_Assigned task_. Search the entries for the word "below" and pull out each line that has it.

━━━ Data for the task

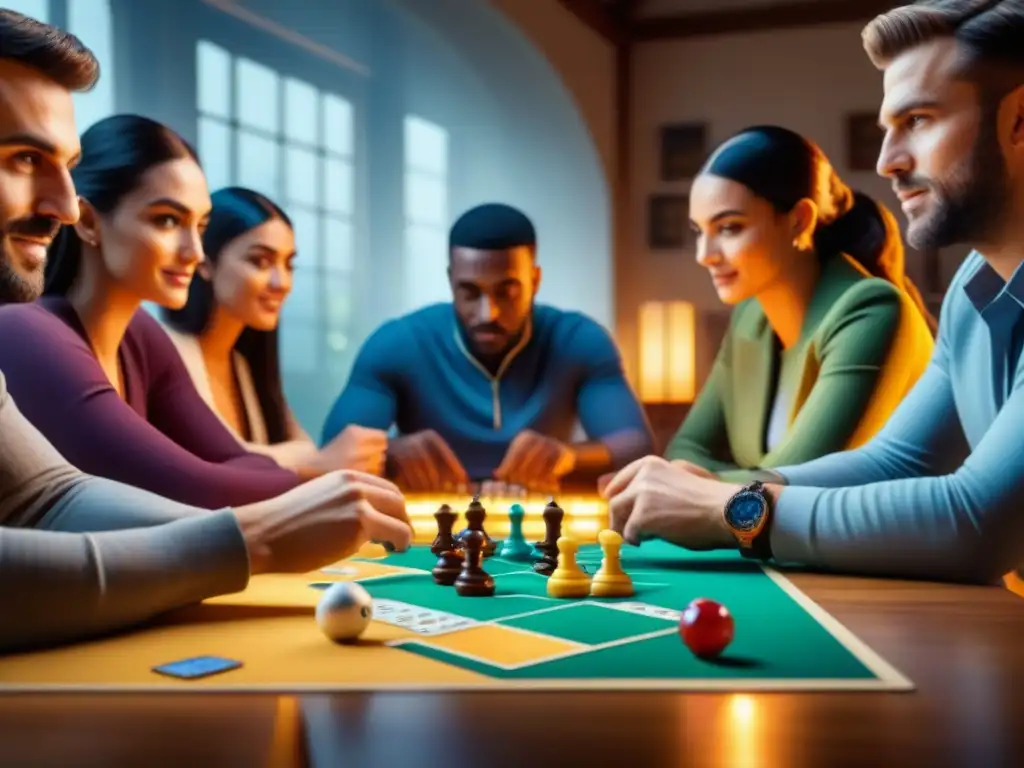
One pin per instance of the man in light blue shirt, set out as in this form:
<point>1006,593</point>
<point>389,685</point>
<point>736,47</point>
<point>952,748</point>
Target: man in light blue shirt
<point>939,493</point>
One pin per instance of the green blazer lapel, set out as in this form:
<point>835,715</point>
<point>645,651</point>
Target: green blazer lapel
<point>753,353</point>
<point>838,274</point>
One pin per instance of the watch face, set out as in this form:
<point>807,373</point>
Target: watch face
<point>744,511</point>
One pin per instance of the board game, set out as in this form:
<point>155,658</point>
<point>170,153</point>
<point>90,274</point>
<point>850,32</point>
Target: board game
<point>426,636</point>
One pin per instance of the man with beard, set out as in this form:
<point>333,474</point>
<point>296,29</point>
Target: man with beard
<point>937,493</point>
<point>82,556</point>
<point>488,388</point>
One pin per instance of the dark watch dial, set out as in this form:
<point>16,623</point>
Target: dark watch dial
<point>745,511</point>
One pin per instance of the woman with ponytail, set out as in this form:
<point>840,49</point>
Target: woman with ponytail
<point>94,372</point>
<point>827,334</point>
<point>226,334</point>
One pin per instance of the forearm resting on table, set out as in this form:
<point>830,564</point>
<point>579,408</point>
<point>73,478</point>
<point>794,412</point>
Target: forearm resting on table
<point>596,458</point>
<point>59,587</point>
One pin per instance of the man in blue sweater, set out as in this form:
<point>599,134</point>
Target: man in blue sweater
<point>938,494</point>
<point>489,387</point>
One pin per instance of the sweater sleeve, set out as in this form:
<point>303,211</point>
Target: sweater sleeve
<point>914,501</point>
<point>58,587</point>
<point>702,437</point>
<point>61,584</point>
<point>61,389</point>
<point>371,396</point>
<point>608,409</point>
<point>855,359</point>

━━━━━━
━━━ Data for the task

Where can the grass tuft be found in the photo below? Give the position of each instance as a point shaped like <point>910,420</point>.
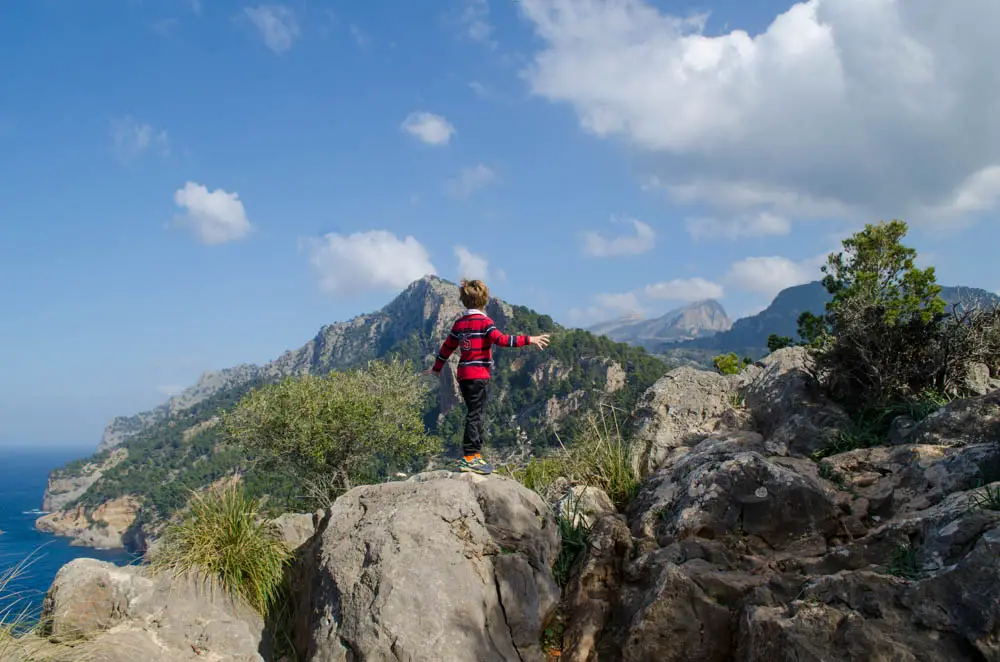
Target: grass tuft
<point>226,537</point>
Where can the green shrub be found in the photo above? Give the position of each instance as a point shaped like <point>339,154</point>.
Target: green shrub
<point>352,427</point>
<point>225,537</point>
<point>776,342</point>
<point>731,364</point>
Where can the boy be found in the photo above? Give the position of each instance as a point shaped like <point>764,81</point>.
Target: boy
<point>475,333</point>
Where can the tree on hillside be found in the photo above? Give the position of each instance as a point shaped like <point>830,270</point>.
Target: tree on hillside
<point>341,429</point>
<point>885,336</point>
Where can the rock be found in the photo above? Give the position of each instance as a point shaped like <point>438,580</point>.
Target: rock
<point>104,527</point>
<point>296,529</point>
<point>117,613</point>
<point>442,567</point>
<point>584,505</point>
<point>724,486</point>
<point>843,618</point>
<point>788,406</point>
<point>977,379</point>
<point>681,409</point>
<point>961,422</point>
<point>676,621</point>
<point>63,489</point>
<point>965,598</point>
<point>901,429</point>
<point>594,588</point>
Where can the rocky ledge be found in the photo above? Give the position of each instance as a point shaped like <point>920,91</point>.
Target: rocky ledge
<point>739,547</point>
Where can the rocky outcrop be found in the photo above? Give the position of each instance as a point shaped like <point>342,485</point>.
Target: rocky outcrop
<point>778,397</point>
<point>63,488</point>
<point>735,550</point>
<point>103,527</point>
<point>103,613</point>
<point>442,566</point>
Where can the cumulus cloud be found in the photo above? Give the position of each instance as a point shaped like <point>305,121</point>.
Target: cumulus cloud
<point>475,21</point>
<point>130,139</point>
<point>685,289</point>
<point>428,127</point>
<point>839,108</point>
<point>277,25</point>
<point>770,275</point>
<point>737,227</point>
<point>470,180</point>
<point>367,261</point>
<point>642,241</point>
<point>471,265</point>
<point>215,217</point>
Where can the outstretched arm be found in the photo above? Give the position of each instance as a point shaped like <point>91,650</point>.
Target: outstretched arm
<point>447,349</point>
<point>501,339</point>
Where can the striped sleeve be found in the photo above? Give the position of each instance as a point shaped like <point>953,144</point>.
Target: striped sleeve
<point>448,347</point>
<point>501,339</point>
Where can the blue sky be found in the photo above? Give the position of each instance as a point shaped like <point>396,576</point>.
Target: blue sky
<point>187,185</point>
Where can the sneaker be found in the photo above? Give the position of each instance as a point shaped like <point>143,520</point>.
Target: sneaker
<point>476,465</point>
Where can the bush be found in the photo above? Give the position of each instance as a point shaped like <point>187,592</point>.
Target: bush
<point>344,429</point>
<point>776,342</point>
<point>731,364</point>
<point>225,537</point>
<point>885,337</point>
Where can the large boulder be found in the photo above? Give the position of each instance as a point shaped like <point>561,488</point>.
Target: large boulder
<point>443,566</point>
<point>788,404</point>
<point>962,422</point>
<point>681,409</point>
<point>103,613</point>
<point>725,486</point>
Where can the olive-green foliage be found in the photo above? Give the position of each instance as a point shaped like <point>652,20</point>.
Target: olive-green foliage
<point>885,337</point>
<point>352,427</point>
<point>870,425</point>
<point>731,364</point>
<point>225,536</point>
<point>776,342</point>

━━━━━━
━━━ Data for the task

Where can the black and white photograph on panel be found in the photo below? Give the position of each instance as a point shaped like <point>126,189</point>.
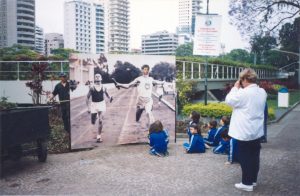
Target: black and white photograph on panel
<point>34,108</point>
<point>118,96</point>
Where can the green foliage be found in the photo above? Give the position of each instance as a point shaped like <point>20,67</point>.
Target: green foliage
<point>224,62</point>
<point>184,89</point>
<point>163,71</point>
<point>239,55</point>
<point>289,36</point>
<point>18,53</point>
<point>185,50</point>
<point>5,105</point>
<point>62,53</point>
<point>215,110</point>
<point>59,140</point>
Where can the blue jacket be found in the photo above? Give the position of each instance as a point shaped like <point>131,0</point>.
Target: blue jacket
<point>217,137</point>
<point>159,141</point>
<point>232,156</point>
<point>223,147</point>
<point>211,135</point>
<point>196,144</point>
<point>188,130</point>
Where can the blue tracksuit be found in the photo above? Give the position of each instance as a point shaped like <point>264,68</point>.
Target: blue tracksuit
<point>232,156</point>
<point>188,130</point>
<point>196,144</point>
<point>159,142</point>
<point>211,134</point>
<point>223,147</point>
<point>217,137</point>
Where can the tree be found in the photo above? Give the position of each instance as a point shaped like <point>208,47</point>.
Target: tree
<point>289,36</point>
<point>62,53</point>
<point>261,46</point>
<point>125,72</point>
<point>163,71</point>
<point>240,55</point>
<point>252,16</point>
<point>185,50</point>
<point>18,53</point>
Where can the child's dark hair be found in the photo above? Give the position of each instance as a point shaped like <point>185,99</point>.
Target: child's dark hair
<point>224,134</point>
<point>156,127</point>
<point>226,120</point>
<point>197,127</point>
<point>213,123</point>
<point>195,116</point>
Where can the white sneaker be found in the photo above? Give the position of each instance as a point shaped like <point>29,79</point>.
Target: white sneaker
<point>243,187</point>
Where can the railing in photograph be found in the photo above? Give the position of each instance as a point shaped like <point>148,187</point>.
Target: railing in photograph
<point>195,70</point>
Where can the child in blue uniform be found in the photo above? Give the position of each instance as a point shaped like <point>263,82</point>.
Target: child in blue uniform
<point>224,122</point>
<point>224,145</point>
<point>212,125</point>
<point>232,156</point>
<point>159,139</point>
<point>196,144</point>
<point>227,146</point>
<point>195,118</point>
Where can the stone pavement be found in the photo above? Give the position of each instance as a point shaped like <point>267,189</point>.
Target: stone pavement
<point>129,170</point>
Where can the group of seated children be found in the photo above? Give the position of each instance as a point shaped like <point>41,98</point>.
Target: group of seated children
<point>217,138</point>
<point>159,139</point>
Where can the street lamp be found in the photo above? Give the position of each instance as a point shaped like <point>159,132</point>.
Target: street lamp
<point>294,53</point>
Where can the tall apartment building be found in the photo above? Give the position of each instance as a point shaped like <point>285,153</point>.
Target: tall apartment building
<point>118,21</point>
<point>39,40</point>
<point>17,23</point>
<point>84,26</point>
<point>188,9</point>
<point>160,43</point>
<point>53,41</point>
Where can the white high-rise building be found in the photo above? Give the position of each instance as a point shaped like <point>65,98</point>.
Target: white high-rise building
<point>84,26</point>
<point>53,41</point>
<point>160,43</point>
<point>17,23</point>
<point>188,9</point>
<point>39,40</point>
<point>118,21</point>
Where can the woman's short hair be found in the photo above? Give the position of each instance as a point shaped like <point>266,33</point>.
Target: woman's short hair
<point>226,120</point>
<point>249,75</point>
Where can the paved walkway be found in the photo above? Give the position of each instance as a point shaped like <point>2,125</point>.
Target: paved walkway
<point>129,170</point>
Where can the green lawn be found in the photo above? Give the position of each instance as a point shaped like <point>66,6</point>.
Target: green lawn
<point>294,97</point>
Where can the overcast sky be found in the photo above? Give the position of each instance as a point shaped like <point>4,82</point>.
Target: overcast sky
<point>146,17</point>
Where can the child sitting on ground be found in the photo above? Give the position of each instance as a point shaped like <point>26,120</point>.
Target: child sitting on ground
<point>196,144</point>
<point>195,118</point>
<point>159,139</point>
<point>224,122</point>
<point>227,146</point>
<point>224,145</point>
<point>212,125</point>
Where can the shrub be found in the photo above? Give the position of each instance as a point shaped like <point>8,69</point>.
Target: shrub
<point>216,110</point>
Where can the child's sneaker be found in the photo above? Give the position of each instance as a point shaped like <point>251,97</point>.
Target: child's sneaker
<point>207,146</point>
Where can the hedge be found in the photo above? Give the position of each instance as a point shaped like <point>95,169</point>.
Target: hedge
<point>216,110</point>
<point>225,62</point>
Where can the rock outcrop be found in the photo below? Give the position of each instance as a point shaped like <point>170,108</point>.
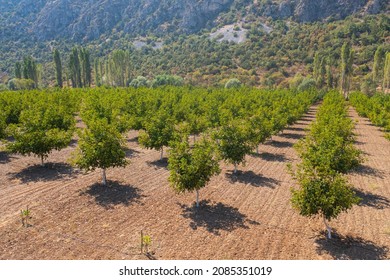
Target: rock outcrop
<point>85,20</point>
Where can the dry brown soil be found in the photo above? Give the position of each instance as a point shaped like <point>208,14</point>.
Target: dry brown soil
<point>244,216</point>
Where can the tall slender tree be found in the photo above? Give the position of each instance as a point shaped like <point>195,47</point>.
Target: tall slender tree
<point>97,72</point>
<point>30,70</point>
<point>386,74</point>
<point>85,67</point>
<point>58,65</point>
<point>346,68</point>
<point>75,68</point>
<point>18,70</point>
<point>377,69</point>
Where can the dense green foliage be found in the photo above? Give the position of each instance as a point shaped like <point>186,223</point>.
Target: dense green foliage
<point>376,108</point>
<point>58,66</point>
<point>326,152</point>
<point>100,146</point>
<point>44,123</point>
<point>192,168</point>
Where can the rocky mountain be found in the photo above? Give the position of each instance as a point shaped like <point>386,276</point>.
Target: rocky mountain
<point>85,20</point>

━━━━━━

_Answer_.
Where can the grass tuft be found in the photo below? Give the position of each instance as a point shaped like <point>910,420</point>.
Where can the black and white photograph on panel be found in the photo below? Give the position of each instance as a point shaped like <point>126,189</point>.
Where can the rock outcrop be found in the photo below? Give the position of each instance as a point shaped like <point>170,108</point>.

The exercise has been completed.